━━━━━ Extract

Deterministic one-way sensitivity analysis will be conducted for CEAs and CUA to assess the quantitative relationship among estimates in parameters that could perform differently in a distinct scenario, such as costs, discount rate, and effects. In these analyses, we will also test the influence of different baseline conditions as covariates associated with the effects and costs , checking the possibility of extrapolating data from this single trial to a broader population. The results will be demonstrated in a tornado diagram.
Additionally, a Bayesian approach will be used to explore uncertainties on the same parameters. By adopting this approach, we will describe the probabilities around the actual values obtained in this study [31–33]. The data distribution of costs and effects will be checked using XLSTAT 2017 (Addinsoft, Paris, France), and, based on that distribution, Monte-Carlo simulations (10,000) will be generated to be plotted in a cost-effectiveness plane (CE plane). The proportion of points in each quadrant of the CE plane will be calculated, and the location of points will also be assessed visually. We will calculate the incremental net benefit using the following equation:
\(Incremental Net Benefit=Incremental Effect \times Ceiling Ratio -Incremental Cost\) , being value 1 for a positive coefficient and 0 for a negative coefficient value. Thus, for the interpretation, if the difference is higher than zero (the value 1), it means that for one additional unit of effectiveness, the incremental cost is below the Ceiling Ratio (the maximum value that decision-makers are willing to pay). If the difference is less than zero (the value 0), then, for one additional unit of effectiveness the incremental cost is above the Ceiling Ratio . Finally, acceptability curves will be plotted for each effect using incremental net benefit framework and assuming different ceiling ratios to check the uncertainties around threshold points.

━━━━━━━━━━
━━━━━ Supplied information

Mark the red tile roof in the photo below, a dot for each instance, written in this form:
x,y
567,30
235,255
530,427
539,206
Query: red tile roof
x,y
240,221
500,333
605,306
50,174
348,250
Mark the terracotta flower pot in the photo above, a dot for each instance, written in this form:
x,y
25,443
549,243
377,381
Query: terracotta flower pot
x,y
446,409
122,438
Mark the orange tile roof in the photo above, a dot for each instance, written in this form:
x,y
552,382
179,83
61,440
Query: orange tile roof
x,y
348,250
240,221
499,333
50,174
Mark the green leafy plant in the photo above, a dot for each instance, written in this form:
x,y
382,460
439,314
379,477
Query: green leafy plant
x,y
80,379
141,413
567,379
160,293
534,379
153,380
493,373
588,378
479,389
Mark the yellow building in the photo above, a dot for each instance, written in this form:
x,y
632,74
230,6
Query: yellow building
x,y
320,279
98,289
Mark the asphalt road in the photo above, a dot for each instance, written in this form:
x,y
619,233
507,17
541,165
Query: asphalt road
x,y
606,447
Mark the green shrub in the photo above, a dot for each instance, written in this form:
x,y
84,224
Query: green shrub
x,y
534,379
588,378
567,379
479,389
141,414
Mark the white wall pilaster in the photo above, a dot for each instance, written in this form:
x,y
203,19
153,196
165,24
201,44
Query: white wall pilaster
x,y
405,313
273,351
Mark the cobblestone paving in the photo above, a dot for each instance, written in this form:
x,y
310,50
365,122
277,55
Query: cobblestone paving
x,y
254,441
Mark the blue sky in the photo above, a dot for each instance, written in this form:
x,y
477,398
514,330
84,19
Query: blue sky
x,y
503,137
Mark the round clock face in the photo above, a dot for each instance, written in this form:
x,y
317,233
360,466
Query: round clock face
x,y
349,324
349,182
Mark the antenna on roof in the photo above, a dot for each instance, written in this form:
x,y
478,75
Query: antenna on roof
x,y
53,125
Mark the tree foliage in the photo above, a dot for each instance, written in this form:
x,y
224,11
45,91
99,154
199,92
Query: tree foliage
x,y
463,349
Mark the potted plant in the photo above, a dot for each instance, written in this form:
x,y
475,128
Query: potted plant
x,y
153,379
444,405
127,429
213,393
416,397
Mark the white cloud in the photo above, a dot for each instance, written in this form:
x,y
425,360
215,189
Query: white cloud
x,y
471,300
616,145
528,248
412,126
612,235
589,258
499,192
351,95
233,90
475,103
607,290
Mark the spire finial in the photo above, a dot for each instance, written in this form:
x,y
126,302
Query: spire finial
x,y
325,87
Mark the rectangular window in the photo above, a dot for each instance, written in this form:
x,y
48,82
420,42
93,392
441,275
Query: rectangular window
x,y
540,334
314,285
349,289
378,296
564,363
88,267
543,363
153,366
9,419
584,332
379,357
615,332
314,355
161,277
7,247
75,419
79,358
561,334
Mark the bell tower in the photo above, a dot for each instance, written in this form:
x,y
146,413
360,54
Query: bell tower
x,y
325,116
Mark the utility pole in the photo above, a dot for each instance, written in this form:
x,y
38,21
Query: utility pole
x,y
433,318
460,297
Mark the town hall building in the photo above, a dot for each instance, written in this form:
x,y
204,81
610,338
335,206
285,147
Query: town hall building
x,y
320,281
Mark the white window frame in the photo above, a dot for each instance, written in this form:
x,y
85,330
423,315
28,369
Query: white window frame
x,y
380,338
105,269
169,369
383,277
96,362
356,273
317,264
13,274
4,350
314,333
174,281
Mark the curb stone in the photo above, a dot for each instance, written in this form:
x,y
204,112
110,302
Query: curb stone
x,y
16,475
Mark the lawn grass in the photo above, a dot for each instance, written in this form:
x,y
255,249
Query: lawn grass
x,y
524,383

━━━━━━━━━━

§ Problem 1
Summarize the text on cost-effectiveness sensitivity analysis in two sentences.
§ Problem 2
Carry on the text on cost-effectiveness sensitivity analysis from the point where it stops.

§ Exercise answer 1
A deterministic one-way sensitivity analysis will test how parameters such as costs, discount rate, and effects, along with baseline conditions as covariates, influence the results, which will be displayed in a tornado diagram. A Bayesian approach will also explore uncertainty through 10,000 Monte-Carlo simulations plotted on a cost-effectiveness plane, with incremental net benefit calculated and acceptability curves drawn under different ceiling ratios.

§ Exercise answer 2
Subgroup analyses considering age (3 to 6 vs 7 to 10 years) and patients' caries experience (≤ 3 vs > 3 restorations) will also be conducted.
Modelling for primary tooth lifetime horizon
As a secondary aim, we will construct a decision analytic modelling framework to extrapolate the results for a primary molar lifetime horizon. As the base case, we will consider a child as those enrolled in the trial. Then, based on the mean age of children enrolled on the main trial, we will establish the number of cycles of the Markov model.
Probabilities and costs will be extracted from the main trial. If necessary, any additional reference value will be identified from the literature. The SG experiment will generate utility values. We will assume that probabilities will maintain the same at each cycle until such horizon. The half-cycle correction will be used to account for the fact that events and transitions can occur at any point during the cycle, not necessarily at the start or end of each cycle.
The same strategies of the 2-year time analyses will be used for deterministic and probabilistic analyses using the model framework. The final interpretation of uncertainties will be considered for this longer time horizon. Data will be modelled and analyzed using a Markov simulation model. Tree Age Pro 2017 (TreeAge Software, Williamstown, MA, USA).